▶ **What the task requires**
Can you output each of the entries below word for word, omitting the pictures?

▶ **Provided records**
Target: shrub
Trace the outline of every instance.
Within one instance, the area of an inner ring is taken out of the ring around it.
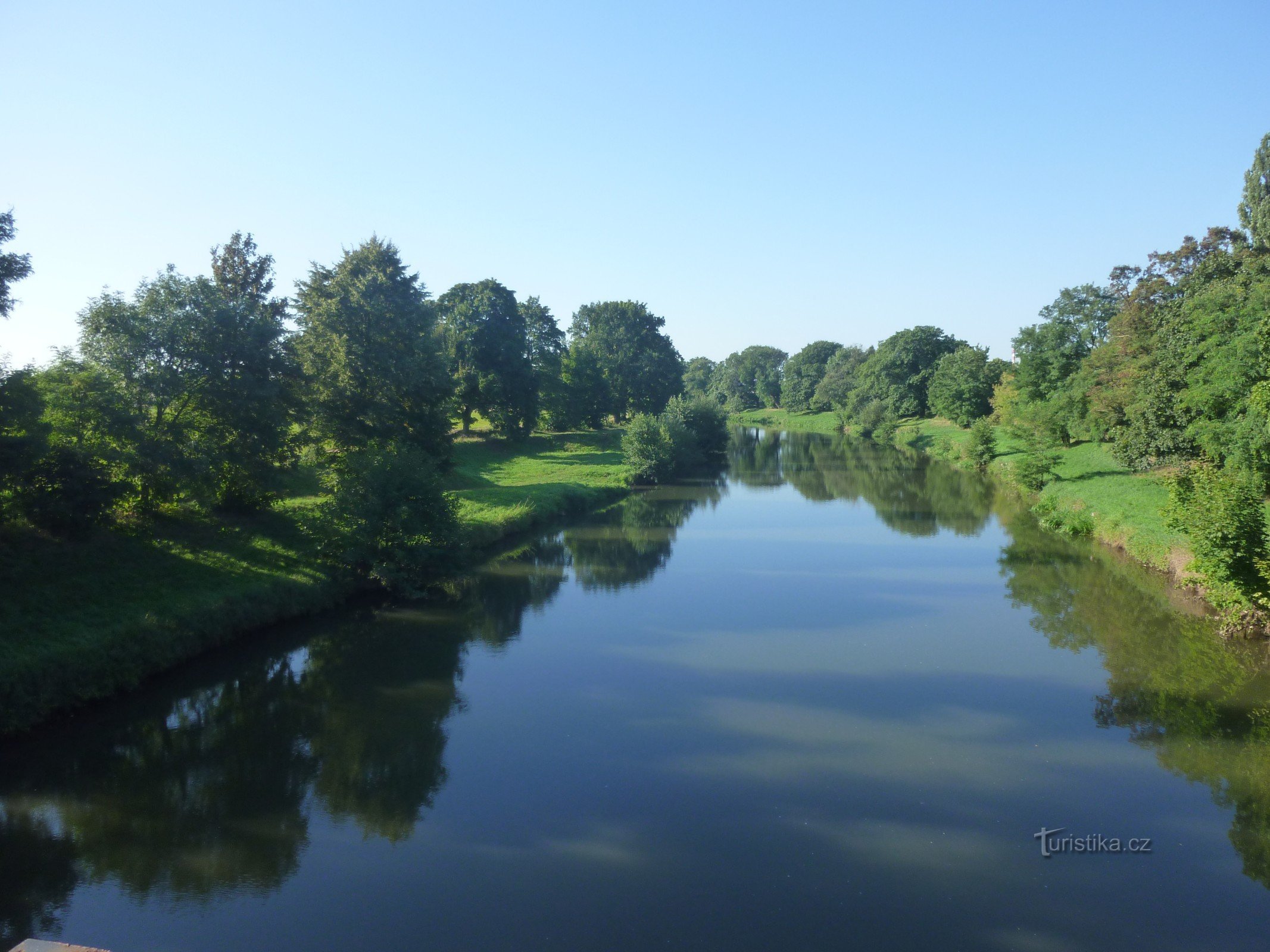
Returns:
[[[652,414],[635,414],[622,434],[622,461],[631,482],[671,479],[676,470],[676,447],[663,421]]]
[[[1043,443],[1036,443],[1015,461],[1015,479],[1024,489],[1035,493],[1054,479],[1055,466],[1058,466],[1058,452]]]
[[[986,470],[997,456],[997,432],[992,426],[992,420],[980,416],[970,424],[970,442],[966,444],[965,457],[975,468]]]
[[[51,447],[23,476],[18,508],[33,524],[57,536],[81,536],[105,522],[122,487],[88,456]]]
[[[1243,470],[1193,463],[1176,470],[1168,484],[1165,522],[1190,539],[1195,570],[1237,600],[1260,592],[1266,557],[1261,480]]]
[[[357,576],[413,592],[457,541],[453,500],[420,448],[372,443],[344,454],[325,480],[323,548]]]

▶ **Written solution**
Target: shrub
Trace the outline of every instance.
Within one instance, the area of an inner ring is taken out of the ring around it.
Returns:
[[[652,414],[635,414],[622,434],[622,461],[631,482],[671,479],[676,470],[676,447],[663,421]]]
[[[1043,443],[1036,443],[1015,461],[1015,479],[1024,489],[1035,493],[1054,479],[1055,466],[1058,466],[1058,452]]]
[[[986,470],[997,456],[997,432],[992,426],[992,420],[980,416],[970,424],[970,442],[966,444],[965,457],[975,468]]]
[[[51,447],[23,476],[18,508],[33,524],[57,536],[81,536],[105,522],[122,487],[88,456]]]
[[[1243,470],[1193,463],[1176,470],[1168,484],[1165,522],[1190,539],[1195,570],[1237,600],[1260,592],[1266,557],[1261,480]]]
[[[357,576],[413,592],[457,541],[453,500],[420,448],[372,443],[344,454],[325,480],[323,548]]]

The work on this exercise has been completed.